─── DATASET
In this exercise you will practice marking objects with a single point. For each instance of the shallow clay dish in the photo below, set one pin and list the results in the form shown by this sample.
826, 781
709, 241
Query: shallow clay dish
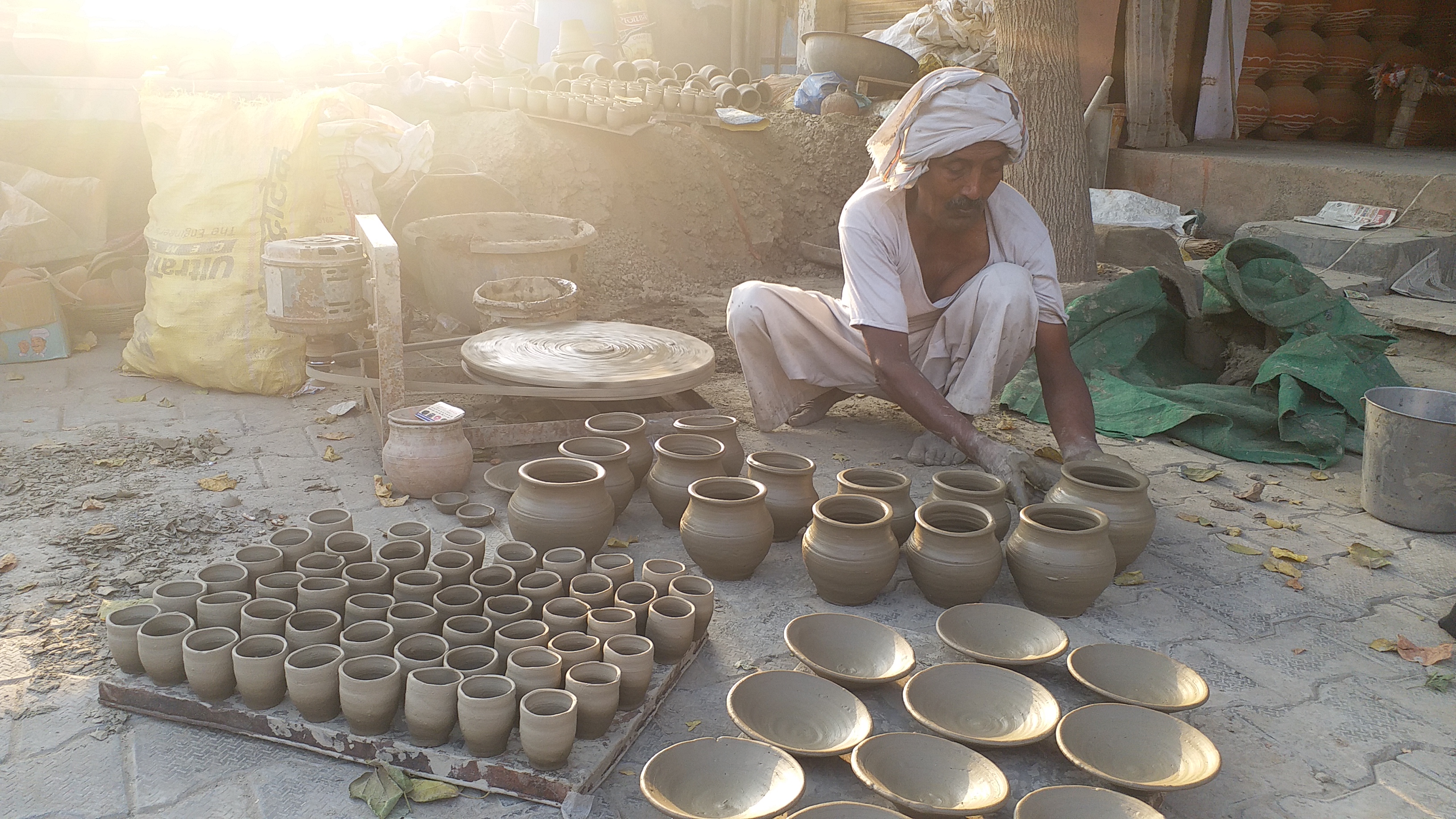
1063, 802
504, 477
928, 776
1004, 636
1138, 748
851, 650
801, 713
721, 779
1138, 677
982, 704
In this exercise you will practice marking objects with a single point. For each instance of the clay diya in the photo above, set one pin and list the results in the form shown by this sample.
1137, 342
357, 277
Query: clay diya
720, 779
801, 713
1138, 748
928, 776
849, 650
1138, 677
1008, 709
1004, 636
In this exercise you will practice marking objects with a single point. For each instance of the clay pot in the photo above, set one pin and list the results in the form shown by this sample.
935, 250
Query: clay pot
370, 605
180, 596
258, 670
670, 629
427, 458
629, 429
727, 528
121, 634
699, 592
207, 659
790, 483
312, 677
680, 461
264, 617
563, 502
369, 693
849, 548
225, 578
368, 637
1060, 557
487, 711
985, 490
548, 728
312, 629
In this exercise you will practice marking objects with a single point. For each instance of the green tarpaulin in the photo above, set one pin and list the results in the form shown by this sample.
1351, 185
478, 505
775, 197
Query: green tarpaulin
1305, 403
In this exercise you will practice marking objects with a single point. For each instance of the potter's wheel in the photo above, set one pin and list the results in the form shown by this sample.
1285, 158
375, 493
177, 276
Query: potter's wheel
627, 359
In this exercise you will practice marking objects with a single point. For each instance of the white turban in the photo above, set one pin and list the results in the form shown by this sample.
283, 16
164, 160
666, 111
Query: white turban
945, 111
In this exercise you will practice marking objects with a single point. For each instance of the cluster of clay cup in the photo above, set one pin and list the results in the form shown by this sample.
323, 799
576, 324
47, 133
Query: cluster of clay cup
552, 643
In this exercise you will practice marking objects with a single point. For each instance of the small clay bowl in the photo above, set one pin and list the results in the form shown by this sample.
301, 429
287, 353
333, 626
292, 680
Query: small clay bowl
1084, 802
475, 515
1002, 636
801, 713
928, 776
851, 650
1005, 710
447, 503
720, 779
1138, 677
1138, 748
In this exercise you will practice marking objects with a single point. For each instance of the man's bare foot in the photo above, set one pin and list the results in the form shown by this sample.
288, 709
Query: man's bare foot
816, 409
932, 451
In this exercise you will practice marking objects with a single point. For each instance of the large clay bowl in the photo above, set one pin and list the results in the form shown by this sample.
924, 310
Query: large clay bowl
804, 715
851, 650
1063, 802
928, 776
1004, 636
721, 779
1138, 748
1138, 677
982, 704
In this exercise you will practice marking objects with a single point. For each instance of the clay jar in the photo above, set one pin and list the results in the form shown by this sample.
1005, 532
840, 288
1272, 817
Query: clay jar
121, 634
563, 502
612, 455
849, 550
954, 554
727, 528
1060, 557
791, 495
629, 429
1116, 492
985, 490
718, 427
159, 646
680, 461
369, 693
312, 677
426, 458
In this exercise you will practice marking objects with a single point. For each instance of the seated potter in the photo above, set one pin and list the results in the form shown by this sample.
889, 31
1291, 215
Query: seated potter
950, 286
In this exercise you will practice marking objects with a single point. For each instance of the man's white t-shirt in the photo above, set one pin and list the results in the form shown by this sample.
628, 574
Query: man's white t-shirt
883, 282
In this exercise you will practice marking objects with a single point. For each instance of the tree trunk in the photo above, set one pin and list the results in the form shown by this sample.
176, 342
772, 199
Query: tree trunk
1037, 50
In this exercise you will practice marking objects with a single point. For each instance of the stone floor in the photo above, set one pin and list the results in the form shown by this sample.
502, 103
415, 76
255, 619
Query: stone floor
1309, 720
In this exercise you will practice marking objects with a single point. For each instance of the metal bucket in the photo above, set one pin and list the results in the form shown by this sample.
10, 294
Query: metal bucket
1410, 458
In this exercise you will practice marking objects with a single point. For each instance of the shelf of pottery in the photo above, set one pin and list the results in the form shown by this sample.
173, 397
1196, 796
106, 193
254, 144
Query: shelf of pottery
──────
Repeat each entry exactly as it appears; skip any picture.

In this exercise you will practice marking objects with a single point. For each instance of the shallow clay dish in the photo below, set one pin and list the results in the form shown by this sample.
826, 781
709, 241
Query: shallow clay dish
1063, 802
504, 477
928, 776
1004, 636
1138, 748
851, 650
801, 713
721, 779
1138, 677
982, 704
In this exercise you will practice marking objects with a single point. For each instance of the clay diya in the photo above, set one pin and list the results in the form shown by this sample.
1137, 342
357, 277
Query: clay diya
720, 779
801, 713
1138, 748
928, 776
849, 650
1138, 677
1008, 709
1004, 636
In this exercise you will practice marking objects with a single point. For each instance of the clay pot in the photo above, set one pin and list the results in the form shown by this sample.
935, 250
Query: clay pot
370, 605
180, 596
258, 670
670, 629
427, 458
629, 429
727, 528
121, 634
699, 592
207, 659
790, 483
312, 677
680, 461
264, 617
563, 502
369, 693
849, 548
225, 578
368, 637
1060, 557
487, 711
985, 490
548, 728
312, 629
In this exercise you will practice marking objects with a single point. For each instance of the green tarpaulin in the photo above, set one pin and list the results in the form shown by this sample.
1351, 185
478, 505
775, 197
Query: green tarpaulin
1305, 403
In this exercise you will practice marking objects with a single point. For each instance of the potter's wheel in the photo above, set one pin and list the results in the form shown by this sample.
1285, 158
375, 493
177, 276
Query: potter's wheel
627, 359
In this exercise you will practice marking objects with a single point. For each instance of the white turban in the photo above, set one pin and list the results in the form shown by this sample.
283, 16
164, 160
666, 111
Query: white turban
945, 111
In this exercise you will practice marking objects with a single point. For each instance of the cluster of clay cup in the photo above, set one pin and list the results in the form shown by this sample.
323, 799
576, 324
47, 133
Query: cluster of clay cup
552, 643
In this exercise you will practice marking objects with a single point. For each instance of the small clay bowl in the photo above, set one pin and list the results in the form shown by this sample.
301, 429
287, 353
333, 626
292, 680
Query: small clay bowl
1084, 802
475, 515
1002, 636
801, 713
928, 776
851, 650
1005, 710
447, 503
720, 779
1138, 677
1138, 748
In this exercise you will practice marking objects with a single point. For each instance of the man's bare foot in the photo above, set one pin and list the results in the form shown by this sample.
288, 709
Query: man's bare foot
816, 409
932, 451
In this exercise you will practice marking objects with a single point. For each instance of the large clay bowl in the photo above, set one pin and list the results in the form shown by this sample.
924, 310
Query: large clay bowl
804, 715
851, 650
1063, 802
928, 776
1004, 636
721, 779
1138, 748
1138, 677
982, 704
In this exercise you will practice marking objects with a single point. For each instance of the clay jar in the photo above, set one pin and list the results in the form shown by this sample.
1005, 532
840, 288
1272, 817
Query: clay jar
121, 634
563, 502
612, 455
849, 550
954, 554
727, 528
1060, 557
791, 495
629, 429
1116, 492
985, 490
718, 427
159, 646
680, 461
369, 693
312, 677
426, 458
In this exercise you will practice marking objects with a single point. For each instance of the seated potter in the photo above, set one pin and list the results in the form shown by this sample.
889, 31
1291, 215
Query: seated potter
950, 286
In this exercise you will practice marking objects with a single point. For each instance of the man's white t-shirt in the photo above, set one pin and list the results in the form shown by this sample.
628, 574
Query: man's white t-shirt
883, 282
In this exercise you will practice marking objects with a single point. For each instance of the tree trunk in the photo above, set one pin and list the results in the form shown by this sample.
176, 342
772, 199
Query: tree trunk
1037, 50
In this exercise you will practice marking objects with a single point. For each instance of the stone floor in the photo above, set one pin and list the results in the form shown by this sample.
502, 103
415, 76
255, 619
Query: stone floor
1309, 720
In this exercise you will practice marking objects with a single point. For each instance of the metal bucket in the photo above, set one pin and list the results in the form shown by this sample.
10, 294
Query: metal bucket
1410, 458
In this exercise you will practice marking objects with a single point. For each instance of the shelf of pottery in the photo above, set one pin and list the results in the form shown by this sample.
173, 397
1196, 796
106, 193
254, 144
Query: shelf of pottery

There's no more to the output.